» **Material shown**:
----

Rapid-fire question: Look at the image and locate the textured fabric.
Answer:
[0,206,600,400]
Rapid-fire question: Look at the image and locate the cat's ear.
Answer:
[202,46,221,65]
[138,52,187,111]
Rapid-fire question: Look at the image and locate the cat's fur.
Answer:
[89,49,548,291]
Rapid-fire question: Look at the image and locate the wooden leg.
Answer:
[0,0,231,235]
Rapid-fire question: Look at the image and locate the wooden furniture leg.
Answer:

----

Convert the lines of the material, starting at the line containing "Rapid-fire question: Look at the image and locate the cat's fur." and running through the last line of the material, into a JSON list of strings with one string per line and blank lines omitted.

» **Response**:
[
  "Rapid-fire question: Look at the image and locate the cat's fur.",
  "Answer:",
  "[89,49,548,291]",
  "Rapid-fire question: Look at the image and locate the wooden leg.",
  "Answer:",
  "[0,0,231,235]",
  "Rapid-fire question: Look at the image and locate the wooden furniture leg.",
  "Answer:"
]